**Given data:**
::::::::::
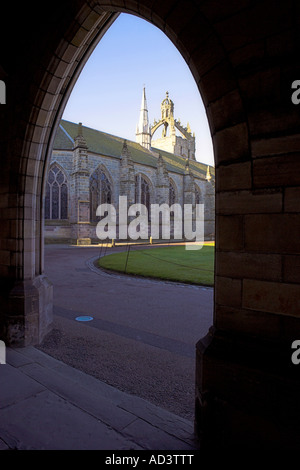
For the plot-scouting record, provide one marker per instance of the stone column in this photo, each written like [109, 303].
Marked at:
[80, 207]
[127, 188]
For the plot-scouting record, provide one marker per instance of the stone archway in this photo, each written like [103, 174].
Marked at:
[242, 58]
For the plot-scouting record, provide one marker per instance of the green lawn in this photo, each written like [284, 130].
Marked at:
[170, 263]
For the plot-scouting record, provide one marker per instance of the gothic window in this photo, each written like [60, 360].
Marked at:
[142, 191]
[172, 193]
[56, 199]
[197, 196]
[100, 192]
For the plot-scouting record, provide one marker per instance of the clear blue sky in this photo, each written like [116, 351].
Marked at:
[132, 54]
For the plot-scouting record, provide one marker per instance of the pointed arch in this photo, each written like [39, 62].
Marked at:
[100, 186]
[173, 193]
[57, 193]
[198, 195]
[143, 190]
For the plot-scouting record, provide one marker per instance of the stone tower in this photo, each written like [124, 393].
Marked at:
[183, 145]
[143, 135]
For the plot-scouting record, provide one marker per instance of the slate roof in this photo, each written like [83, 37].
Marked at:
[109, 145]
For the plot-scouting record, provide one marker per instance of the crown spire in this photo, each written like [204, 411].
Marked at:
[143, 136]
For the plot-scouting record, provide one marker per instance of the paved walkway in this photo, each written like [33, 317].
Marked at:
[47, 404]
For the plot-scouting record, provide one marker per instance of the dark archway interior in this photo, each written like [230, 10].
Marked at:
[243, 58]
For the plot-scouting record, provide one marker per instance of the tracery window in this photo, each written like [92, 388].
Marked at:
[197, 196]
[142, 191]
[56, 199]
[100, 192]
[172, 193]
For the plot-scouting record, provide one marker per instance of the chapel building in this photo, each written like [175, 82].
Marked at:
[89, 167]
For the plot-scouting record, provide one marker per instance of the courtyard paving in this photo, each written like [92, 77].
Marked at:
[124, 380]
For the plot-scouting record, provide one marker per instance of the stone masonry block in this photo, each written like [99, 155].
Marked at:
[292, 199]
[277, 233]
[235, 176]
[231, 143]
[248, 202]
[245, 265]
[229, 291]
[230, 231]
[277, 171]
[291, 268]
[273, 297]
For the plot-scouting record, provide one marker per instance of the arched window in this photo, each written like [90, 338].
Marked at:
[172, 193]
[142, 191]
[198, 199]
[56, 200]
[100, 192]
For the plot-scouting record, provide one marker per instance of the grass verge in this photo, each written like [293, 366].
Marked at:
[173, 263]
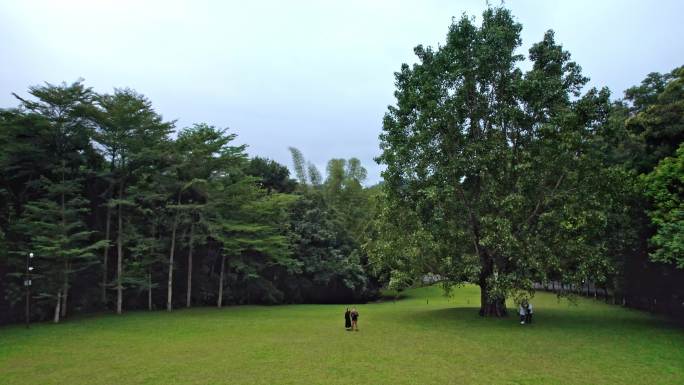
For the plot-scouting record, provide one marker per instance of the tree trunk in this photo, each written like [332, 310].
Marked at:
[189, 294]
[119, 254]
[220, 299]
[65, 289]
[65, 285]
[57, 307]
[169, 293]
[489, 306]
[106, 255]
[149, 291]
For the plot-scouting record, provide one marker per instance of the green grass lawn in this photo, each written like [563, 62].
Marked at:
[407, 342]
::::::::::
**Your goal:** Go through the listing above and write it out again exactly, dropping the pictures.

**Solved problem:**
For the plot-scouting record, provide one marker per instance of the stone column in this photo, each written like [109, 303].
Marked at:
[80, 207]
[127, 188]
For the plot-scouting record, provide one marker per instance of the stone archway in this photo, each written like [103, 174].
Marked at:
[242, 58]
For the plot-scouting record, provide one marker per instance of the green lawn in this photo, each written like [284, 130].
Marked at:
[170, 263]
For the plot-scouting record, provide one marker per instance of the gothic window in this photo, each written like [60, 360].
Marked at:
[142, 191]
[172, 193]
[56, 199]
[197, 196]
[100, 192]
For the plot-scouting record, provide one marker per instance of the clear blue sky in this photo, each written like [116, 351].
Marked at:
[132, 54]
For the plot-scouting record, provide one marker per instance of the pointed arch in this photo, each written like [39, 62].
Marked at:
[100, 186]
[173, 193]
[57, 193]
[198, 195]
[143, 190]
For the plot-scouting record, provide one marker per instance of the stone tower in this photo, each written like [124, 393].
Marked at:
[183, 145]
[143, 135]
For the plot-scouting record, provide one marker per instance of the slate roof in this photo, each written like [83, 37].
Marked at:
[109, 145]
For the plot-scouting record, provide one marker per instance of the crown spire in this photo, each written like [204, 411].
Marked at:
[143, 136]
For the plot-scouting record, provide one marker per instance of the paved walkway in this photo, each written like [33, 317].
Marked at:
[47, 404]
For the plot-scouting record, provide one marker per instance of the dark archway interior in this photo, each written like [230, 10].
Marked at:
[243, 58]
For the plot-scouting record, provide one marker per instance of the tracery window in this photo, each written like [92, 388].
Marked at:
[197, 196]
[142, 191]
[56, 199]
[100, 192]
[172, 193]
For the plot-scouting record, provide one marker per instance of the chapel building in this photo, each written like [175, 82].
Marked at:
[89, 167]
For the plot-scouting record, provide one marker per instance of the courtyard paving in this photo, each written like [92, 77].
Marked at:
[124, 380]
For the plot-scouting record, provide one marker per instance of the stone masonry block in this photo, each written like [99, 155].
Marked at:
[292, 199]
[277, 233]
[235, 176]
[231, 143]
[248, 202]
[245, 265]
[229, 291]
[230, 231]
[277, 171]
[291, 268]
[273, 297]
For the plot-scouting record, provide one marker per instance of the arched window in this photo, each written like [90, 338].
Marked at:
[172, 193]
[142, 191]
[198, 199]
[56, 200]
[100, 192]
For the plot-scouting record, provide one marker per instance of the grass verge in this photo, each written like [293, 366].
Marked at:
[173, 263]
For the plot-scouting record, provide one marker per instance of the tree trunk in this photo, each written like [332, 310].
Marked at:
[189, 294]
[119, 254]
[220, 299]
[65, 289]
[65, 285]
[57, 307]
[169, 293]
[489, 306]
[106, 255]
[149, 291]
For the plot-scouting record, provide one marker per instance of the green grass lawn in this photo, each written like [563, 62].
Marked at:
[407, 342]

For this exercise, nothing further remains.